Reading passage -
********

Extreme rent increases at this apartment complex (above) saw some people’s rent double earlier this month, with the landlord citing a pending ballot initiative for rent control as the reason. Photo by Jason Ruiz
When Dione McCrea received a $125 rent increase this February she didn’t feel like it was an unreasonable amount. Rent had rarely increased for her one-bedroom unit inside a 1920s style Craftsman complex just north of St. Anthony High School.
McCrea, who is a teacher in the Irvine Unified School District, moved into the apartment in 2014 when the rent was $925 per month. She said the new $1,175 monthly rent wasn’t crazy, but she, like other tenants who received the same increase, now expected minor issues like non-operable heaters and windows that didn’t close correctly to be fixed.

********

Dataset records -
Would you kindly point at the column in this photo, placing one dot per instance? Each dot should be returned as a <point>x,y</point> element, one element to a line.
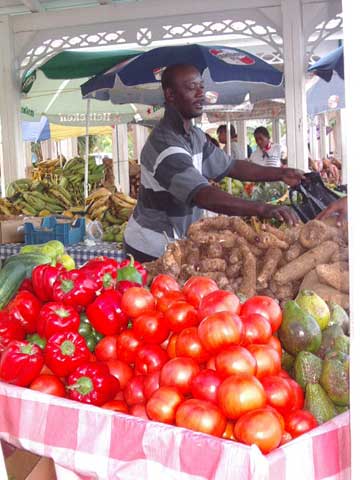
<point>13,158</point>
<point>295,66</point>
<point>140,133</point>
<point>323,136</point>
<point>241,131</point>
<point>121,158</point>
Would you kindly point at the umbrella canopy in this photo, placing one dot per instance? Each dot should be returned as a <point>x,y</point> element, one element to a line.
<point>229,76</point>
<point>36,131</point>
<point>325,67</point>
<point>326,96</point>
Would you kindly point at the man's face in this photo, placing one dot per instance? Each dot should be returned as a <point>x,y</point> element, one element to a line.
<point>222,136</point>
<point>187,94</point>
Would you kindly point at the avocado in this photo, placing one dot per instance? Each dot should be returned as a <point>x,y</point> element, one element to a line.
<point>329,336</point>
<point>299,330</point>
<point>307,368</point>
<point>318,403</point>
<point>338,316</point>
<point>335,377</point>
<point>311,303</point>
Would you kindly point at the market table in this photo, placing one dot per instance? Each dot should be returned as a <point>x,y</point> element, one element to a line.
<point>81,252</point>
<point>88,443</point>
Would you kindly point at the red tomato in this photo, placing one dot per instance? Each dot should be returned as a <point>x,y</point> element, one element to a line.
<point>163,404</point>
<point>139,411</point>
<point>266,306</point>
<point>299,422</point>
<point>136,301</point>
<point>134,391</point>
<point>165,302</point>
<point>235,360</point>
<point>267,359</point>
<point>196,288</point>
<point>239,394</point>
<point>210,364</point>
<point>181,315</point>
<point>201,416</point>
<point>219,301</point>
<point>188,345</point>
<point>257,329</point>
<point>49,384</point>
<point>229,431</point>
<point>278,393</point>
<point>126,346</point>
<point>171,348</point>
<point>116,406</point>
<point>149,358</point>
<point>274,343</point>
<point>298,394</point>
<point>205,385</point>
<point>151,383</point>
<point>179,372</point>
<point>163,284</point>
<point>220,330</point>
<point>151,327</point>
<point>106,349</point>
<point>121,371</point>
<point>260,427</point>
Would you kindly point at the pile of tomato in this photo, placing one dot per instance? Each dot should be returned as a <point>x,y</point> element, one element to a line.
<point>194,357</point>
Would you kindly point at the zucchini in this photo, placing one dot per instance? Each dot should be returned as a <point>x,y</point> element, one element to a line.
<point>29,261</point>
<point>11,277</point>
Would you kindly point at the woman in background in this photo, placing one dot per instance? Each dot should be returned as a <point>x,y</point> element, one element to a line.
<point>267,154</point>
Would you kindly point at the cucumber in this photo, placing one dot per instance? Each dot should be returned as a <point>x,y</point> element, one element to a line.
<point>11,276</point>
<point>29,261</point>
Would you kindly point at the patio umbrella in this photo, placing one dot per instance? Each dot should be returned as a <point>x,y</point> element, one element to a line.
<point>229,74</point>
<point>325,67</point>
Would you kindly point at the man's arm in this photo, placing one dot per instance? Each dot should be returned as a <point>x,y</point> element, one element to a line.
<point>211,198</point>
<point>251,172</point>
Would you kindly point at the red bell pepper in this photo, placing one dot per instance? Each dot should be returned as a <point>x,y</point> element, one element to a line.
<point>55,317</point>
<point>64,352</point>
<point>9,330</point>
<point>103,270</point>
<point>92,383</point>
<point>105,313</point>
<point>21,363</point>
<point>43,279</point>
<point>132,271</point>
<point>25,307</point>
<point>74,288</point>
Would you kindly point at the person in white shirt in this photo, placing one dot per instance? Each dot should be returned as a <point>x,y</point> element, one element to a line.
<point>235,150</point>
<point>267,154</point>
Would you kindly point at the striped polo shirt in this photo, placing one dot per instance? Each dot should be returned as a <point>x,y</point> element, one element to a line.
<point>175,164</point>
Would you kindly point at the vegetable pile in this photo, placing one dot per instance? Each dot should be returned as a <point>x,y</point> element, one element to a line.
<point>267,260</point>
<point>195,357</point>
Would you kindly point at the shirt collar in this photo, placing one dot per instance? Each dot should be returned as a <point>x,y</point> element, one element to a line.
<point>174,119</point>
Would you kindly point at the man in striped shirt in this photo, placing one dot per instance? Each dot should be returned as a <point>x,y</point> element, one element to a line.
<point>177,163</point>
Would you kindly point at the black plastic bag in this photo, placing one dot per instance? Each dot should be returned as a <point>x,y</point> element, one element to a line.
<point>311,196</point>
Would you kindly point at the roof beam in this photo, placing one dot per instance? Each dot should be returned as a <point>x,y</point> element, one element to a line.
<point>33,5</point>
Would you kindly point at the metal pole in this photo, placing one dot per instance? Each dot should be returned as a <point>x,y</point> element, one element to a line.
<point>86,173</point>
<point>228,146</point>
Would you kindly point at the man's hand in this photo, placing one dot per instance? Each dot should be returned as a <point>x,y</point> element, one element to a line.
<point>282,213</point>
<point>339,207</point>
<point>292,177</point>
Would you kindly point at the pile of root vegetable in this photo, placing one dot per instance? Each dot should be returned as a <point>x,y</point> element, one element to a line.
<point>265,260</point>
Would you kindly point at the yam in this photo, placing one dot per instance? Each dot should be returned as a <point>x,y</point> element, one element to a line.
<point>271,261</point>
<point>248,284</point>
<point>299,267</point>
<point>213,265</point>
<point>335,275</point>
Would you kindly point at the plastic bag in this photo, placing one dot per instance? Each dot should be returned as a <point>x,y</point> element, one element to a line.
<point>311,196</point>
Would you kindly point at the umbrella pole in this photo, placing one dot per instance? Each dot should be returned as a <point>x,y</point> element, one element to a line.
<point>86,168</point>
<point>228,147</point>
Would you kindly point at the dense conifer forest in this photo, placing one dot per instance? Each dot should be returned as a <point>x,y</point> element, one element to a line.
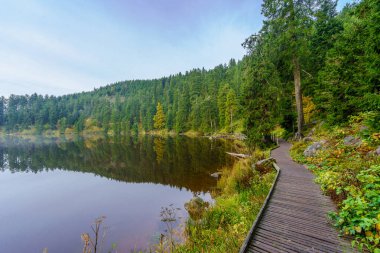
<point>305,51</point>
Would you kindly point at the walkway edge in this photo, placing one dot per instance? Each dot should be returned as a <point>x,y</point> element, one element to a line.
<point>261,212</point>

********

Directions -
• A. List every dollar amount that appears in the article on rent increases.
• B. In the entries, swap "roof beam" for "wooden beam" in the lines running from the line with "Would you kindly point at the shirt" to the line with "<point>228,146</point>", and give those lines with everything else left as it is.
The entries bear no relation to the article on rent increases.

Outputs -
• A.
$125
$925
$1,175

• B.
Would you kindly point at the shirt collar in this photo, placing one dot per instance? Each dot should be returned as a <point>x,y</point> element, one element to a line.
<point>174,119</point>
Would you kindly point at the man in striped shirt in this photo, placing one dot per instance? Each dot should be returned as a <point>x,y</point> element, one element to a line.
<point>177,163</point>
Would you kindly point at the black plastic bag in this photo, placing one dot per instance? Each dot should be returned as a <point>x,y</point> element, one element to a line.
<point>311,196</point>
Would you kindly point at the wooden beam in this photo, placing one dot per instance? Each dot should be returned as a <point>x,y</point> element, one element to a line.
<point>33,5</point>
Would you kindly point at the metal pole in this photo, placing one dot per instance? Each dot should be returned as a <point>x,y</point> element, one element to a line.
<point>86,173</point>
<point>228,146</point>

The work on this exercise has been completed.